(GOAL):
Put every line of the data below into a JSON list of strings, one string per line. Skip blank lines and leave the pictures out.

(DATA IN THIS EXERCISE):
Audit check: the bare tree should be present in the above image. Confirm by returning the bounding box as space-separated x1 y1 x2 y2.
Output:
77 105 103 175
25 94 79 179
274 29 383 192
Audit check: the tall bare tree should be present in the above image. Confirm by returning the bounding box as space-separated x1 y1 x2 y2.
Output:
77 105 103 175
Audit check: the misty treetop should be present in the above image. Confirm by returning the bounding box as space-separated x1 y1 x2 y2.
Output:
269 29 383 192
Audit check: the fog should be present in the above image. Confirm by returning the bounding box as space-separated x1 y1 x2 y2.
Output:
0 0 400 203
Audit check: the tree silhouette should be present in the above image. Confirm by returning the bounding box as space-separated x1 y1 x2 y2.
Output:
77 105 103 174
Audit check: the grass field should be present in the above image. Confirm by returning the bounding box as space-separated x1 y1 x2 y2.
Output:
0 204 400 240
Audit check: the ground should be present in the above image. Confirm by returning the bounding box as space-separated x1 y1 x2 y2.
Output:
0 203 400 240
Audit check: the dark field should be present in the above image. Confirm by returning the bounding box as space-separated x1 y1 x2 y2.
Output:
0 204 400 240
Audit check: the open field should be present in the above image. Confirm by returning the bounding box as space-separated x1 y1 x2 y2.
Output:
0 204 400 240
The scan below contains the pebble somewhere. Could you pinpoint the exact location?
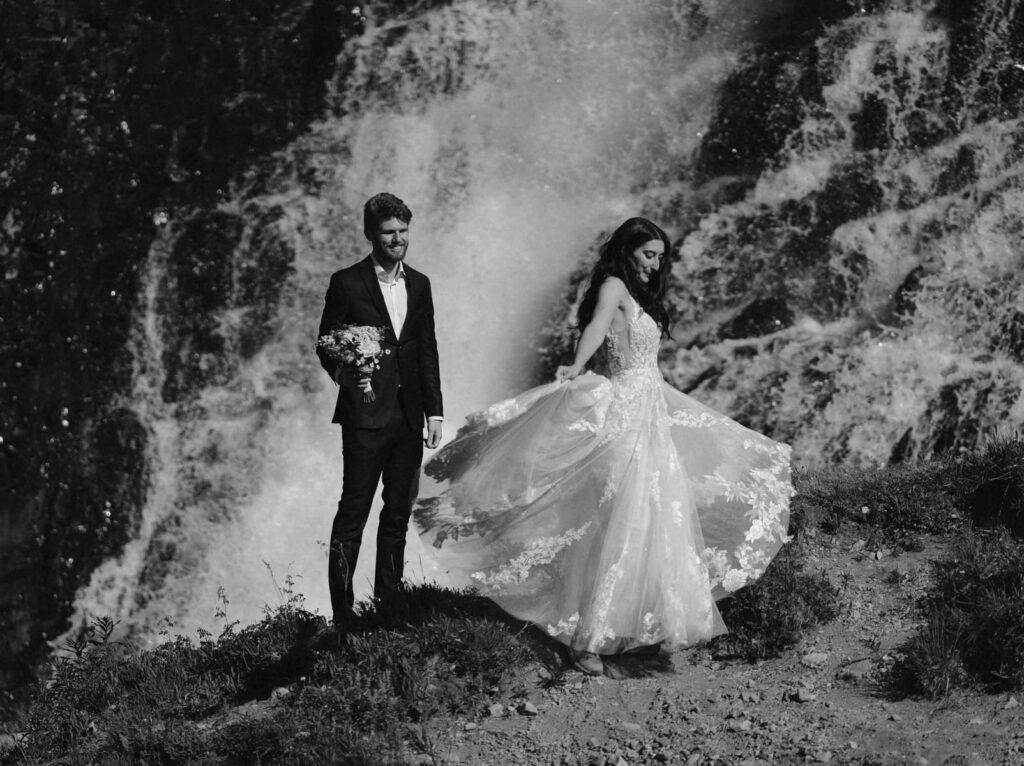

(RESPONSE TO THE TASK):
[
  "Audit check: the bare tree should be present in the above image. Confirm by returning the bounding box as space-separated x1 y1 x2 y2.",
  "Output:",
  "77 105 103 175",
  "25 94 79 179",
  "274 29 383 192",
  "Audit check: the tall bare tree should be present in the above image. Confirm by returning the bounding box as space-separated x1 y1 x2 y2.",
  "Output:",
  "77 105 103 175",
  "Audit check: the misty treetop should be present in the above image. Confirm by returning the bounding box as space-separated x1 y1 x2 y2.",
  "Output:",
  "269 29 383 192",
  "Audit check: the fog should be present in the above image. Confirm by returning the bounding box as space-separated x1 y1 x2 y2.",
  "Output:",
  "0 0 400 203",
  "Audit check: the tree silhouette should be present in the above image. Confirm by returning the bounding box as space-separated x1 y1 x2 y2.",
  "Output:",
  "77 105 103 174",
  "Audit check: the grass field should be present in the above image. Confirm by returning the bounding box as space-separated x1 y1 x2 y2.",
  "Output:",
  "0 204 400 240",
  "Audit check: the ground should be present in the above image. Confirm by returning the bounding box as space-separated x1 y1 x2 y2.",
  "Output:",
  "0 203 400 240",
  "Audit check: the dark field should be present in the above image. Confirm by returning the bounding box as space-separated x1 y1 x2 y2.",
  "Output:",
  "0 204 400 240",
  "Audit check: the open field should be present in the above image. Confirm by returning the bounding box as space-separated x1 y1 x2 y2.",
  "Output:",
  "0 204 400 240",
  "The scan below contains the pebble somewhere. Could you pinpoint the exact location?"
]